— Start of Passage provided —

Distributor

The law recognises the role you play between manufacturers and customers in enabling communication about chemical safety in the supply chain. Your active involvement is required to protect people and the environment from chemical risks. 

You are a distributor under REACH and CLP if you source a chemical substance or a mixture within the EEA, store it and then place it on the market for someone else (also under your own brand without changing its chemical composition in any way.

For example, retailers and wholesalers are distributors under REACH and CLP. 

You are not a distributor, whenever:

  • You buy chemicals from outside the EEA and place them straight on the market in the EEA. If so, you are an importer
  • You buy chemicals within the EEA and mix them with other chemicals, dilute them or (re)fill containers, before supplying them to others. If so, you are a downstream user

What do I have to do?

Communication in the supply chain is your main responsibility. 
 
This same responsibility applies to all suppliers of substances, mixtures and articles - manufacturers, importers, downstream users and distributors.

 

 

If you sell to industrial or professional users

You must communicate safety information on the hazards and risks of the chemicals you distribute:

Down the supply chain

The main instrument for this communication is the safety data sheet, which may be extended to include exposure scenarios for each identified use.

In the case of a hazardous substance or mixture

  • You must provide the safety data sheet and make sure that it is in the respective national language and includes information required by the national legislation, for example, on health and safety or disposal of waste
  • Make sure that the hazardous substance or mixture is labelled and packaged correctly

This means complying with the requirements of CLP. Important changes were introduced as of 1 June 2015, including new pictograms and hazard statements.

Find out more in the Introductory Guidance on the CLP Regulation.

Be aware that the labelling and packaging of biocidal products and articles treated with them have to comply both with CLP and other specific requirements.

For articles containing substances of very high concern

These are substances identified under REACH which have serious and often irreversible effects on human health and the environment. You have a duty to provide customers with sufficient information to allow the safe use of the article, including as a minimum, the name of the dangerous substance.

Up the supply chain

Your customers should give you information to pass to your suppliers upstream. This could be:

  • New information on hazardous properties of the substances or mixtures
  • Information which may make inappropriate the risk management measures they have received in the safety data sheet
  • Sufficient information on how they use the substance so that the use can be considered in the registration dossier for the substance

In this way, you can help manufacturers and importers to understand how their substances are used and to register some or all of the uses you have made known to them.

Your customers will then be able to receive the safety information they need to use to comply with REACH and CLP.

 

If you sell to consumers

Make sure that hazardous products are labelled and packaged correctly

When a product (a chemical substance or mixture), is identified as hazardous, it has to be labelled and packaged according to the requirements of the CLP Regulation.

This is the responsibility of manufacturers, formulators and importers and distributors. If you re-label or re-package such products to include your own brand, you also take the same responsibility.

— End of Passage provided —

=== Challenge 1 ===
Print the part of the distributor guidance starting at "In this way, you" and ending at "of the CLP Regulation.", with no changes.

— Start of Data entries —

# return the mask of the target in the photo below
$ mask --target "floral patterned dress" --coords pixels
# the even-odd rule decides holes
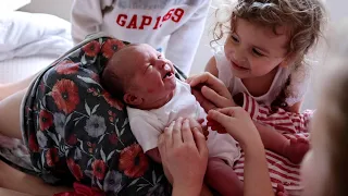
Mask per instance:
[[[108,195],[171,195],[162,167],[133,136],[123,102],[99,83],[108,59],[125,45],[89,38],[30,85],[22,131],[34,170],[46,182],[77,181]]]

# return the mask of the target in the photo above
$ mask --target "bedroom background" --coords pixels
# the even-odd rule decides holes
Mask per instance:
[[[344,1],[344,0],[323,0],[325,1],[326,5],[327,5],[327,10],[331,14],[331,21],[332,22],[337,22],[338,20],[340,20],[341,17],[348,17],[348,12],[347,12],[347,8],[348,8],[348,1]],[[32,12],[32,13],[48,13],[48,14],[52,14],[52,15],[57,15],[61,19],[64,19],[66,21],[70,21],[70,15],[71,15],[71,7],[72,7],[73,0],[30,0],[30,3],[21,8],[20,11],[24,11],[24,12]],[[212,50],[209,47],[209,41],[211,40],[211,27],[213,24],[213,15],[214,14],[214,9],[211,8],[210,9],[210,13],[209,13],[209,17],[207,20],[207,24],[206,24],[206,32],[202,36],[202,39],[200,41],[200,46],[198,48],[197,54],[195,57],[195,61],[191,68],[191,74],[195,73],[200,73],[203,71],[206,63],[208,62],[209,58],[212,57]],[[318,57],[320,60],[320,54],[315,54],[315,57]],[[49,63],[51,61],[51,59],[45,59],[44,58],[44,62],[42,63]],[[25,61],[21,61],[21,63],[25,63]],[[1,66],[1,65],[0,65]],[[313,66],[314,68],[314,72],[318,72],[319,69],[315,68],[320,68],[320,65]],[[17,68],[20,69],[20,68]],[[2,71],[3,68],[0,68],[0,71]],[[29,68],[29,70],[33,69]],[[34,69],[35,70],[35,69]],[[12,70],[13,71],[13,70]],[[23,70],[18,70],[18,72],[21,73],[25,73],[26,75],[28,73],[32,73],[30,71],[26,72]],[[18,73],[18,72],[14,72],[14,73]],[[3,77],[4,73],[0,73],[0,76]],[[18,77],[23,77],[24,74],[22,75],[16,75],[16,78]],[[7,77],[13,79],[13,76],[7,74]],[[1,77],[0,77],[1,78]],[[316,90],[315,88],[313,88],[313,84],[315,83],[315,77],[312,77],[312,83],[310,84],[308,94],[306,95],[306,99],[302,106],[302,109],[313,109],[315,106],[315,95],[316,95]]]

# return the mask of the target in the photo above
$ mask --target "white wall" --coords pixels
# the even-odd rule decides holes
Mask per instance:
[[[73,0],[32,0],[21,11],[49,13],[70,21]]]
[[[24,7],[21,10],[28,11],[28,12],[50,13],[70,21],[72,2],[73,0],[32,0],[30,4]],[[327,10],[331,13],[332,21],[338,21],[344,16],[348,17],[348,11],[347,11],[348,1],[328,0],[326,1],[326,4],[327,4]],[[204,66],[208,60],[212,57],[212,51],[209,46],[209,42],[210,40],[212,40],[211,27],[214,22],[213,11],[214,11],[213,9],[210,10],[210,14],[206,23],[206,32],[202,36],[197,54],[195,57],[195,61],[191,68],[191,74],[202,72],[204,70]],[[315,68],[314,68],[314,73],[318,72]],[[314,86],[314,82],[310,84],[309,91],[303,102],[303,107],[302,107],[303,109],[315,108],[318,94],[314,90],[315,88],[313,86]]]

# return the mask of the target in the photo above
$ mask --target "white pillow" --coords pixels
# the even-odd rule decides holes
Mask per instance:
[[[33,54],[60,56],[73,47],[71,24],[44,13],[0,13],[0,61]]]

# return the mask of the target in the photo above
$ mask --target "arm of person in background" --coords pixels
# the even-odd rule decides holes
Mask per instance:
[[[208,148],[200,125],[191,121],[173,122],[158,142],[164,173],[173,179],[173,196],[198,196],[203,184]]]
[[[211,0],[198,1],[197,12],[177,30],[167,42],[165,57],[188,75],[198,45],[204,30]]]
[[[74,0],[72,37],[75,44],[84,40],[87,35],[99,32],[102,23],[102,1],[104,0]]]
[[[244,195],[274,196],[264,147],[249,113],[243,108],[210,110],[208,118],[234,137],[245,152]]]

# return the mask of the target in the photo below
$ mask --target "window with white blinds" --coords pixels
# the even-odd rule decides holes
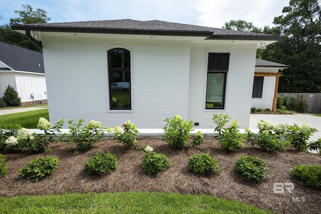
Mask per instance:
[[[230,54],[209,53],[206,84],[206,109],[223,109]]]

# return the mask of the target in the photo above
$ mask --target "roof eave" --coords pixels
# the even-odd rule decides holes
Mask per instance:
[[[263,68],[288,68],[291,67],[291,66],[270,66],[270,65],[256,65],[256,67],[263,67]]]
[[[279,41],[284,40],[284,37],[278,36],[255,36],[255,35],[213,35],[206,38],[207,40],[257,40]]]
[[[194,36],[208,37],[213,35],[209,31],[171,31],[155,30],[140,30],[127,29],[107,29],[99,28],[47,27],[27,25],[13,25],[13,30],[47,32],[85,33],[92,34],[131,34],[141,35]]]

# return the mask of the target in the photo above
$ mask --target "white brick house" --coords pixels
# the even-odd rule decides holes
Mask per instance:
[[[177,114],[212,128],[216,113],[248,126],[256,49],[282,39],[158,21],[12,28],[42,46],[51,122],[130,120],[139,128]]]

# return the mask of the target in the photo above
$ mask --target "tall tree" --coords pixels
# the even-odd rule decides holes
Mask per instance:
[[[20,34],[11,27],[12,25],[47,23],[51,19],[47,17],[47,12],[42,9],[35,11],[30,5],[23,5],[21,11],[15,11],[19,17],[10,19],[10,24],[0,27],[0,41],[20,47],[41,52],[39,47],[35,45],[25,35]]]
[[[263,59],[289,65],[280,78],[279,92],[321,92],[320,0],[290,0],[274,18],[283,41],[268,47]]]
[[[261,33],[262,29],[254,26],[251,22],[244,20],[231,20],[224,23],[222,27],[223,29],[232,30],[233,31],[244,31],[252,33]]]

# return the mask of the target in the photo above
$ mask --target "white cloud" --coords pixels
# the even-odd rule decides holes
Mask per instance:
[[[199,0],[197,9],[200,25],[220,28],[232,20],[243,20],[263,27],[273,25],[288,0]]]

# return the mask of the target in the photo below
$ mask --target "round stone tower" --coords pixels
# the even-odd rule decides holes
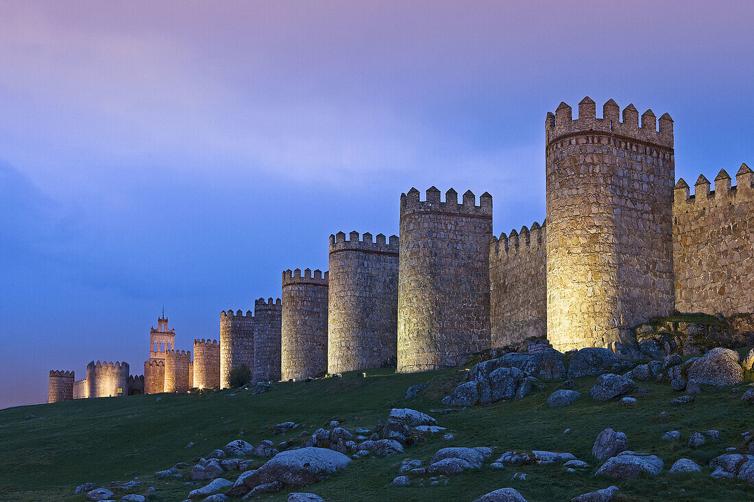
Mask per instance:
[[[329,239],[327,371],[395,364],[398,321],[398,237],[372,242],[366,233]]]
[[[194,378],[189,387],[220,388],[220,346],[216,340],[194,341]]]
[[[50,371],[50,388],[48,403],[57,403],[73,399],[73,372]]]
[[[188,350],[165,350],[165,392],[188,392],[191,388],[188,381]]]
[[[400,196],[398,371],[463,364],[489,348],[492,197],[434,186]]]
[[[561,351],[611,347],[673,309],[673,119],[585,97],[545,122],[547,338]]]
[[[280,330],[283,305],[280,299],[254,302],[254,381],[280,379]]]
[[[283,272],[280,372],[283,380],[327,371],[328,274],[308,268]]]
[[[113,397],[128,395],[127,363],[90,362],[87,365],[87,397]]]
[[[220,312],[220,386],[229,387],[231,370],[245,364],[254,372],[254,317],[251,311]]]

— End of Data entries —

=== Challenge 2 ===
Report each line of the records that contains the word "white". Case counts.

=== Task solution 1 ===
In this way, you can help manufacturers and importers to understand how their substances are used and to register some or all of the uses you have made known to them.

Your customers will then be able to receive the safety information they need to use to comply with REACH and CLP.

 

If you sell to consumers

Make sure that hazardous products are labelled and packaged correctly

When a product (a chemical substance or mixture), is identified as hazardous, it has to be labelled and packaged according to the requirements of the CLP Regulation.

=== Task solution 2 ===
$ mask --target "white wall" --coords pixels
$ mask --target "white pillow" --coords pixels
$ mask --target "window with white blinds" --coords pixels
$ mask --target "white brick house" --coords pixels
$ mask --target "white cloud" --coords pixels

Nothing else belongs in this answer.